Count the lines of the material below that contain the string "pillow", and reply with that number alone.

-- START OF Material for this task --

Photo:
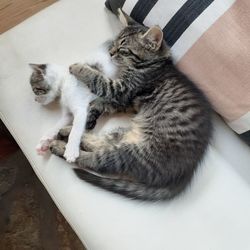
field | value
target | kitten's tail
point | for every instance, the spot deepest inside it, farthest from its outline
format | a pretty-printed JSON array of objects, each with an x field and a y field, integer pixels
[{"x": 129, "y": 189}]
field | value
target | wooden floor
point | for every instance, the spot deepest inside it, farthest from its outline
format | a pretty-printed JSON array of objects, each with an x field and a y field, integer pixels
[{"x": 13, "y": 12}]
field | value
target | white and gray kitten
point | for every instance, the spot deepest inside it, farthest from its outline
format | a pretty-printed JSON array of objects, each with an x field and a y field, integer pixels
[{"x": 49, "y": 81}]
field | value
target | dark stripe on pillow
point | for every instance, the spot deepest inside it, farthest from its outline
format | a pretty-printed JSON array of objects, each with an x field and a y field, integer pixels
[
  {"x": 183, "y": 19},
  {"x": 246, "y": 137},
  {"x": 114, "y": 5},
  {"x": 141, "y": 9}
]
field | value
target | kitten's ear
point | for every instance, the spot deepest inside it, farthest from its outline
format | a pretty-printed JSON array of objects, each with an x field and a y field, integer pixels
[
  {"x": 125, "y": 19},
  {"x": 39, "y": 68},
  {"x": 154, "y": 36}
]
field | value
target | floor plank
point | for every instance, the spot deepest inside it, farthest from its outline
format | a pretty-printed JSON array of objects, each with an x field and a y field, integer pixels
[{"x": 13, "y": 12}]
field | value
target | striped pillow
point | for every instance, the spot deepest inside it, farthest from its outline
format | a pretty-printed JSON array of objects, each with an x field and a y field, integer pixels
[{"x": 210, "y": 43}]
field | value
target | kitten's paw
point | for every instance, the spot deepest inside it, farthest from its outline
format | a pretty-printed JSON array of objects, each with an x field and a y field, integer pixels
[
  {"x": 57, "y": 147},
  {"x": 64, "y": 132},
  {"x": 71, "y": 153},
  {"x": 43, "y": 146}
]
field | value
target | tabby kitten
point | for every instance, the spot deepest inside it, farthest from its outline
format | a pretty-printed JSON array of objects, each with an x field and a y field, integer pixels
[{"x": 156, "y": 158}]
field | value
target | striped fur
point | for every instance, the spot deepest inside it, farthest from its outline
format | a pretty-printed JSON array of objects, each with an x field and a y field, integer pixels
[{"x": 156, "y": 158}]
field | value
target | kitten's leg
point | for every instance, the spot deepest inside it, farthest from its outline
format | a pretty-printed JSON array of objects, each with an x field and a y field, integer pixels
[
  {"x": 91, "y": 142},
  {"x": 44, "y": 142},
  {"x": 114, "y": 154},
  {"x": 73, "y": 145},
  {"x": 120, "y": 90}
]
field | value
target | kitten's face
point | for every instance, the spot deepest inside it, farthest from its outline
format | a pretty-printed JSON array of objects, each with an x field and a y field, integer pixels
[
  {"x": 41, "y": 84},
  {"x": 136, "y": 44}
]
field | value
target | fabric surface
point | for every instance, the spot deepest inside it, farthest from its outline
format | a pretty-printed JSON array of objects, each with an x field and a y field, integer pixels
[
  {"x": 210, "y": 42},
  {"x": 213, "y": 213}
]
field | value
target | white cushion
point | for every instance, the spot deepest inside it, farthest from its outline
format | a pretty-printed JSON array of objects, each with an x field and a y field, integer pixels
[{"x": 213, "y": 213}]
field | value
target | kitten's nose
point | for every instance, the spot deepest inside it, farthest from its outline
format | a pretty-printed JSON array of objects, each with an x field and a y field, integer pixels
[{"x": 112, "y": 52}]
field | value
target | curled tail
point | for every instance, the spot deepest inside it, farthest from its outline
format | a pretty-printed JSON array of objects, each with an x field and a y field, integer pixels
[{"x": 129, "y": 189}]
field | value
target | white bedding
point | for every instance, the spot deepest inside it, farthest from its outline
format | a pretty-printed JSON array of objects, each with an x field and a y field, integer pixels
[{"x": 214, "y": 213}]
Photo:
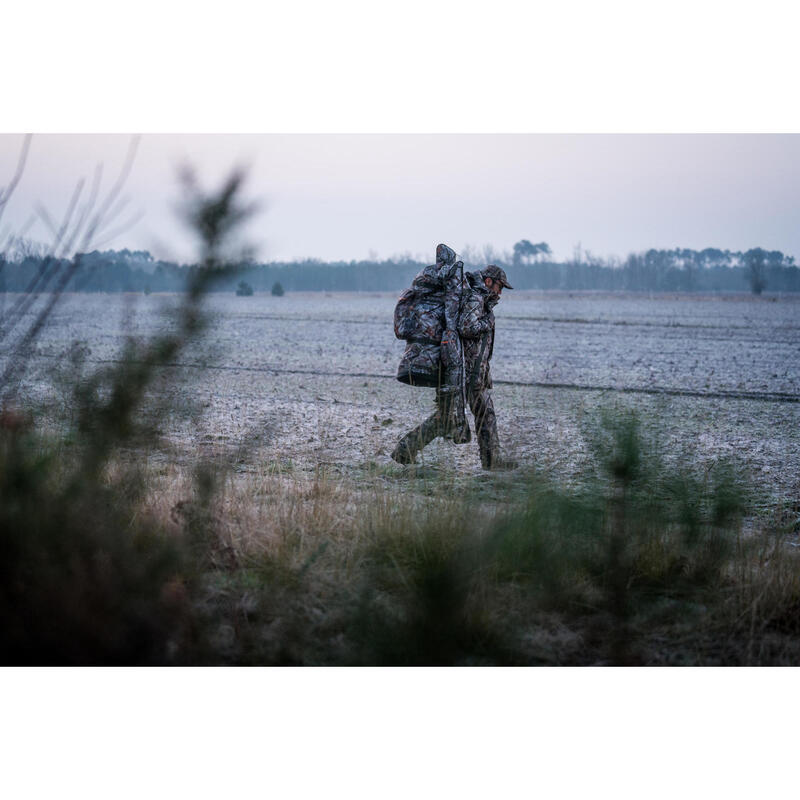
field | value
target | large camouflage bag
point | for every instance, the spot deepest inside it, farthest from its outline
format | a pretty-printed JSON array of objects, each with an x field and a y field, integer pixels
[{"x": 426, "y": 317}]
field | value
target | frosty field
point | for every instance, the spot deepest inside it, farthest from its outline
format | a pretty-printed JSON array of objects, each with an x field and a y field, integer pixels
[{"x": 308, "y": 379}]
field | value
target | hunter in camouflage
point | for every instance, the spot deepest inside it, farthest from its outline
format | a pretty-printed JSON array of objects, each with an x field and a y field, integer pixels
[{"x": 479, "y": 293}]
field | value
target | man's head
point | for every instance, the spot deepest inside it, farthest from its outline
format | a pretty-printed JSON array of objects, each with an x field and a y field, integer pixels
[
  {"x": 495, "y": 279},
  {"x": 445, "y": 255}
]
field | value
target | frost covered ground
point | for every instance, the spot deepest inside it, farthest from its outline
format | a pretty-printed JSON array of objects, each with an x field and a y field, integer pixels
[{"x": 308, "y": 379}]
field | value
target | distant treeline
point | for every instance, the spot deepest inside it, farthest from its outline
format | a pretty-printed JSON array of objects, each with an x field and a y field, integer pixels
[{"x": 678, "y": 270}]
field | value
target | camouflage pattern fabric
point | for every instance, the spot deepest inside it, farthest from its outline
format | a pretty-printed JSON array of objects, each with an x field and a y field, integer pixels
[
  {"x": 476, "y": 329},
  {"x": 426, "y": 316}
]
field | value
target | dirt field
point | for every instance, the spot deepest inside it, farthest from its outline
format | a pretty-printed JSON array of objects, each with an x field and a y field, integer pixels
[{"x": 309, "y": 378}]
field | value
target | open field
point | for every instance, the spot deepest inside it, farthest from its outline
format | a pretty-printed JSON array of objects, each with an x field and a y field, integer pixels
[
  {"x": 265, "y": 522},
  {"x": 307, "y": 379}
]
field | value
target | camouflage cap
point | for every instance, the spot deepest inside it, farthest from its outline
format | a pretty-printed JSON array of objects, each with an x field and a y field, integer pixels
[
  {"x": 496, "y": 274},
  {"x": 445, "y": 254}
]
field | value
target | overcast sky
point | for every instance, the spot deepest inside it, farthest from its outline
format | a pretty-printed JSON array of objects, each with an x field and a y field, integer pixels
[{"x": 349, "y": 196}]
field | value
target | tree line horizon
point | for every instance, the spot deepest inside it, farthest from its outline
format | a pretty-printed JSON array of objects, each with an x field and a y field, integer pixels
[{"x": 530, "y": 264}]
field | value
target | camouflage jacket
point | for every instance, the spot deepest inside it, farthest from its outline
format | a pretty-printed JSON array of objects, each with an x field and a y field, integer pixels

-- END OF Material for this task --

### Response
2